• [Excerpts of labeled region data]:
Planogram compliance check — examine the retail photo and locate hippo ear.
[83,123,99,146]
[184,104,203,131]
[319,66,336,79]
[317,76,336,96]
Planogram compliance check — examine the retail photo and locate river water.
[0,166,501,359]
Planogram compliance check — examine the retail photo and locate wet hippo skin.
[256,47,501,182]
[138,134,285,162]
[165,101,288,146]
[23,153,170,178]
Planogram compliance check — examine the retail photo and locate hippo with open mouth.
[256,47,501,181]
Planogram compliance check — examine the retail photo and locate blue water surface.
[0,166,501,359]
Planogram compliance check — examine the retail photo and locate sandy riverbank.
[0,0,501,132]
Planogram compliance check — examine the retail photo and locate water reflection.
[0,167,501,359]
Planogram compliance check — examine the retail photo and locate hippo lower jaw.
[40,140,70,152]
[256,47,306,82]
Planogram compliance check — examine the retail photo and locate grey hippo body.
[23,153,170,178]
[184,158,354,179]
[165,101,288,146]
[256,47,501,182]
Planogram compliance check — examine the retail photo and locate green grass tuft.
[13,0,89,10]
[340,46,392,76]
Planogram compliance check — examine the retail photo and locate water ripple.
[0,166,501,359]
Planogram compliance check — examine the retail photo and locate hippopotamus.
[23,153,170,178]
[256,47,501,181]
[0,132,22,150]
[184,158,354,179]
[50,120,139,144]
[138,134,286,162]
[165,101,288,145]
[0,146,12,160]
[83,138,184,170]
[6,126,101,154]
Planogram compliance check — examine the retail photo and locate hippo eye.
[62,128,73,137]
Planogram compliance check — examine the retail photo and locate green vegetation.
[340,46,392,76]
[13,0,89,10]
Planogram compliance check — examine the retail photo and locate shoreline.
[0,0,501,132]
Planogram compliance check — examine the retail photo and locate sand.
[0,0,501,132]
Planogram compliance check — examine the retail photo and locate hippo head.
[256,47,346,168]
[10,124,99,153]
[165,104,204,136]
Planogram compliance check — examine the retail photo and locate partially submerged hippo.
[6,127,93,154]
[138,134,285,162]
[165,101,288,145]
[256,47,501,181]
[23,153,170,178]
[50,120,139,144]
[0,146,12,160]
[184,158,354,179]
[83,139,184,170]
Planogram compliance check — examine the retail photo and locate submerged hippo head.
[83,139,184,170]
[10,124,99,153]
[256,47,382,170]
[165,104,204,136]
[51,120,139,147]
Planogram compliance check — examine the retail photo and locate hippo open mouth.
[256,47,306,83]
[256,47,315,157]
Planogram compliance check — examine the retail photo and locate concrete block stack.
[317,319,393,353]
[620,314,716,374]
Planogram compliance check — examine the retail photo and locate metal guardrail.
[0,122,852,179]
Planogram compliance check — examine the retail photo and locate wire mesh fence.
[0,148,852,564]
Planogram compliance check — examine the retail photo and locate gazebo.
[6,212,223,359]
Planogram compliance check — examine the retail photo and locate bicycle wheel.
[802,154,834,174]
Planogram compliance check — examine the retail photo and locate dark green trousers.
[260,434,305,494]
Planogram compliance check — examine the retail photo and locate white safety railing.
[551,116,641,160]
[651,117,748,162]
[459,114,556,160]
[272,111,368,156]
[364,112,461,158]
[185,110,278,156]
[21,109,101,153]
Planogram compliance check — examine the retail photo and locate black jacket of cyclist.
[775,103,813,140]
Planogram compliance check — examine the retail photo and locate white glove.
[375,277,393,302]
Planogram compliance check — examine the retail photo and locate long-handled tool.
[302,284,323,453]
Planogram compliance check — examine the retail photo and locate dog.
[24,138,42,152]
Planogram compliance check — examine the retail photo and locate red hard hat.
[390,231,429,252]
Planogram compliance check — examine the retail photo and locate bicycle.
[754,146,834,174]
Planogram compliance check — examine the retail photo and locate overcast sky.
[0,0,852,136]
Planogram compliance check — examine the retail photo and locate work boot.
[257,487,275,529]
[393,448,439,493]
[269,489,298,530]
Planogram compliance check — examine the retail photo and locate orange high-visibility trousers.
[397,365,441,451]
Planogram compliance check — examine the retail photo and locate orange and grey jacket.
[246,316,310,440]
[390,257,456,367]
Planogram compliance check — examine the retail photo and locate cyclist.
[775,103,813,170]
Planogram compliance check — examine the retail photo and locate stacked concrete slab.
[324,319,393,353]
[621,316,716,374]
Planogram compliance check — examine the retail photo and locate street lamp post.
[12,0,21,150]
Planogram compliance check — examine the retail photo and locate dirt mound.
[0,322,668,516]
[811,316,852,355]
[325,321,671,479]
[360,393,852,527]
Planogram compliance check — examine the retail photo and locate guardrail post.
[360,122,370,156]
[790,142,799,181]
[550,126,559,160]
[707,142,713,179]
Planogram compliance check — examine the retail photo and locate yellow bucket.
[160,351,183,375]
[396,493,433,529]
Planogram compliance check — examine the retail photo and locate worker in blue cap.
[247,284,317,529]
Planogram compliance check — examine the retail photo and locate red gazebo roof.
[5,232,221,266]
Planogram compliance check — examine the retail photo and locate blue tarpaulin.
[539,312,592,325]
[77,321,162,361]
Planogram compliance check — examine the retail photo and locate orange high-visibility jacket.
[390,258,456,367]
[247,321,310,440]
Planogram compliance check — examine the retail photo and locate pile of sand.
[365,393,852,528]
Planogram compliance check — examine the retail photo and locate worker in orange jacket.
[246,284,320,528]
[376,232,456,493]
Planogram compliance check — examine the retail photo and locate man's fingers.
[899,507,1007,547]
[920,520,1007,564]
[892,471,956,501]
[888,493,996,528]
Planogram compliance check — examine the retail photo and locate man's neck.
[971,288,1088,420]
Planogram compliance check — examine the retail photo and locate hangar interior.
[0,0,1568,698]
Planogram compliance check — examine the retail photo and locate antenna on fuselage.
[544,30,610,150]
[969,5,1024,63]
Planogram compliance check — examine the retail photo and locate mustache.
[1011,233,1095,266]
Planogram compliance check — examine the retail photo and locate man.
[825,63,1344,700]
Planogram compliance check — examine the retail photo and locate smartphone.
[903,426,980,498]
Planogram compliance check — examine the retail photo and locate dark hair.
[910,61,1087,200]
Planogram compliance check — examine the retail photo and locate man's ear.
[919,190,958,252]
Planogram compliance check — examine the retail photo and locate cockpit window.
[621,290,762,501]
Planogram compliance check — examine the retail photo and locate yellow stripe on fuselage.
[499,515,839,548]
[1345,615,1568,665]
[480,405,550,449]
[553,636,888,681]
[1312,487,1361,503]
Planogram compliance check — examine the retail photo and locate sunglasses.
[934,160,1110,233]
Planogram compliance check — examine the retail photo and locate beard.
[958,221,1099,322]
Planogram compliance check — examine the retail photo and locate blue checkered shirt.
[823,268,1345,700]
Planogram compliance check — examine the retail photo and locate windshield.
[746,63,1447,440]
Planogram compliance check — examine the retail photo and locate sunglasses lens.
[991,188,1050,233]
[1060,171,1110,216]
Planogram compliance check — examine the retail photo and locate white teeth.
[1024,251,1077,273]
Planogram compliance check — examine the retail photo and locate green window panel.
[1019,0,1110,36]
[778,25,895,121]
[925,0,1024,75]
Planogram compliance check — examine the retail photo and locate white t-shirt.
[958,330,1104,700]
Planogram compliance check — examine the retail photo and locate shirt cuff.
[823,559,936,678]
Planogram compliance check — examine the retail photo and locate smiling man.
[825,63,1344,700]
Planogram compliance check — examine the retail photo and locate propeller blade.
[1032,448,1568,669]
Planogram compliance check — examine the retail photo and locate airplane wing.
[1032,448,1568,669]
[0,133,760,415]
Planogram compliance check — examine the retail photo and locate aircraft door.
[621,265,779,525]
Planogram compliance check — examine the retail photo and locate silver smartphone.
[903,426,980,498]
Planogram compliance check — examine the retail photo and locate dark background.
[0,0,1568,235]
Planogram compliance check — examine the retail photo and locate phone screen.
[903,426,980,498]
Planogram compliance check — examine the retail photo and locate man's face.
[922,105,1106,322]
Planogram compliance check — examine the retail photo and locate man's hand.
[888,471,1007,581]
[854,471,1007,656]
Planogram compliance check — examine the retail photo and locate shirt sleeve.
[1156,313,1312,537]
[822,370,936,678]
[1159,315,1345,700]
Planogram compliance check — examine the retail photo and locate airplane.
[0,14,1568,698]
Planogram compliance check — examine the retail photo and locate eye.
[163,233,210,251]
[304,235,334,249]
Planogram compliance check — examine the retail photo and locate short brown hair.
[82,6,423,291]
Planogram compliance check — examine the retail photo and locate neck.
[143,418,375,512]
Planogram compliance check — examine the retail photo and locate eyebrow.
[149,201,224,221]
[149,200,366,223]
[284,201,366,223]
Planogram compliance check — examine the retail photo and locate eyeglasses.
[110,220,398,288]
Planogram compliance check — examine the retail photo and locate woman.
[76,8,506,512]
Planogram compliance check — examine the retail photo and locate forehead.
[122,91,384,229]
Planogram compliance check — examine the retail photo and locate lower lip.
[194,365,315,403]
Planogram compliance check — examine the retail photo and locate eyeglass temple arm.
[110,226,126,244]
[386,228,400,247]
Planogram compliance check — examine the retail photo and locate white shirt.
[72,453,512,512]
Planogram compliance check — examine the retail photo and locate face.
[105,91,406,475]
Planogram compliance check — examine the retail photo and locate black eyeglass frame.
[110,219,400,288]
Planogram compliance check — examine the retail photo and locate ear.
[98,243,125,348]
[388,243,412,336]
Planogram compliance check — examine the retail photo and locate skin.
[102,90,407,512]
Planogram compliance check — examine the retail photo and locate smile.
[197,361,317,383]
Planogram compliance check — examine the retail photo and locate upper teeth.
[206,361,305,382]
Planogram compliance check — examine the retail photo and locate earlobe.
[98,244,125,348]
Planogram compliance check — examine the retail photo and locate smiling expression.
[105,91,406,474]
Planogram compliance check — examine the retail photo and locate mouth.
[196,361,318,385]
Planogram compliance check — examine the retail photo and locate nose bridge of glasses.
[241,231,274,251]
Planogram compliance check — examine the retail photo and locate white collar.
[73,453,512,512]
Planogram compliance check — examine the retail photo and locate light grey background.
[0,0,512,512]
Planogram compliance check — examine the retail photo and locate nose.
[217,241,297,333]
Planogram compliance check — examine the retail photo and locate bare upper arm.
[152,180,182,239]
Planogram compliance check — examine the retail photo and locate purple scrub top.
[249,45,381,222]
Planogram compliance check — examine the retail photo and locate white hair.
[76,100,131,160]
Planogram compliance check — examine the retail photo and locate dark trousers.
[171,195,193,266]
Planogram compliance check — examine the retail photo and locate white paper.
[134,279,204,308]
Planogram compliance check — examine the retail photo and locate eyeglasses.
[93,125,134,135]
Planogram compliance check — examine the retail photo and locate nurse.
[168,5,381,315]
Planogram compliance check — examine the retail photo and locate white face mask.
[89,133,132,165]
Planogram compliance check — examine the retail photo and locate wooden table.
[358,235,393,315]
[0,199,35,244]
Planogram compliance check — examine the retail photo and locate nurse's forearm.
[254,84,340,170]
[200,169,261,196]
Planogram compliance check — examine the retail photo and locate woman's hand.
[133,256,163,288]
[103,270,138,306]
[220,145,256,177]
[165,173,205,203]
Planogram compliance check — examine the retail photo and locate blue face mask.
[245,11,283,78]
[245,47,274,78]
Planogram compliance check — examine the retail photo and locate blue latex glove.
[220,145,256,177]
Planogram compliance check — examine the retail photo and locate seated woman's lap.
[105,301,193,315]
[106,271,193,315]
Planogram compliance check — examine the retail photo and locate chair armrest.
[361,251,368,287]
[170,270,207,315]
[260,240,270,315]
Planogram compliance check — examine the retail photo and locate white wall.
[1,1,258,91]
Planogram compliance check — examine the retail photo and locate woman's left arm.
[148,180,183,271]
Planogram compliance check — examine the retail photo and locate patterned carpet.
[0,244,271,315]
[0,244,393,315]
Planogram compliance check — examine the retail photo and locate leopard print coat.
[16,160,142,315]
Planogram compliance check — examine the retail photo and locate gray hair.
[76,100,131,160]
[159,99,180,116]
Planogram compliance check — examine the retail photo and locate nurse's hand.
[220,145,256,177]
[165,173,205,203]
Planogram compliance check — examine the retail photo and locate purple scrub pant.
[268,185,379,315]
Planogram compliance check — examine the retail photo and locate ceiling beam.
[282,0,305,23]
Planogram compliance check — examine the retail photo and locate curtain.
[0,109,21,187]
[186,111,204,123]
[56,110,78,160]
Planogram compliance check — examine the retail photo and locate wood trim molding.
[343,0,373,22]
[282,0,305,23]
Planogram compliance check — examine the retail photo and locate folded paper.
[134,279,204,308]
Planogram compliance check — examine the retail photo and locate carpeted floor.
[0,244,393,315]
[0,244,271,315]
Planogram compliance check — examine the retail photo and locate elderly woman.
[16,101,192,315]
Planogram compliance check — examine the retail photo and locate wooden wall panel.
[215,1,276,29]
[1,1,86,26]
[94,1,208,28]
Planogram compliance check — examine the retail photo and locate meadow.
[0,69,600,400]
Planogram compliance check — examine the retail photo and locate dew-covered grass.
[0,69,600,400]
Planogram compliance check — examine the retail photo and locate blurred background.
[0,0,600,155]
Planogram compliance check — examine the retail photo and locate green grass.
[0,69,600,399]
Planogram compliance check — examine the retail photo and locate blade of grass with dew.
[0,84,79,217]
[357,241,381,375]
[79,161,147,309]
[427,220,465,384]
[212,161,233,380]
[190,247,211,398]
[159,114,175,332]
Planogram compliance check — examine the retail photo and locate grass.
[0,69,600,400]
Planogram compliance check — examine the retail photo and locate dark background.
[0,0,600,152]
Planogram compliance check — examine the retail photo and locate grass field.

• [Written exercise]:
Output exactly the lines between the one containing "locate nurse's hand." and the final line above, both inclusive.

• [Output for this task]:
Planogram compliance check — examine the retail photo and locate nurse's hand.
[220,145,256,177]
[165,173,205,203]
Planogram compliance check — examine the retail photo and locate purple scrub pant.
[268,185,379,315]
Planogram compliance check — examine the retail photo and locate ceiling beam.
[282,0,305,23]
Planogram compliance check — examine the retail photo and locate curtain.
[0,109,21,187]
[186,111,204,123]
[56,110,78,160]
Planogram compliance check — examine the retail photo and locate wood trim molding.
[343,0,373,22]
[282,0,305,23]
Planogram compliance check — examine the retail photo and locate folded paper.
[134,279,204,308]
Planogram compliance check — examine the retail photo and locate carpeted floor.
[0,244,393,315]
[0,244,271,315]
Planogram compliance check — examine the retail photo and locate elderly woman.
[16,101,192,315]
Planogram compliance check — examine the retail photo and locate wooden wall panel.
[215,1,276,29]
[1,1,86,26]
[94,1,208,28]
Planogram compliance check — examine the retail photo and locate meadow.
[0,69,600,400]
Planogram compliance check — examine the retail photo and locate dew-covered grass.
[0,69,600,400]
Planogram compliance check — examine the retail photo and locate blurred background.
[0,0,600,155]
Planogram compliance check — examine the retail photo and locate green grass.
[0,69,600,399]
Planogram compliance check — examine the retail photo and locate blade of grass with dew.
[0,84,79,217]
[357,241,381,375]
[79,161,147,309]
[427,220,465,384]
[212,161,233,380]
[190,247,211,398]
[159,114,175,332]
Planogram compliance check — examine the retail photo and locate grass.
[0,69,600,400]
Planogram compliance check — examine the retail photo and locate dark background.
[0,0,600,152]
Planogram compliance check — examine the retail photo and locate grass field.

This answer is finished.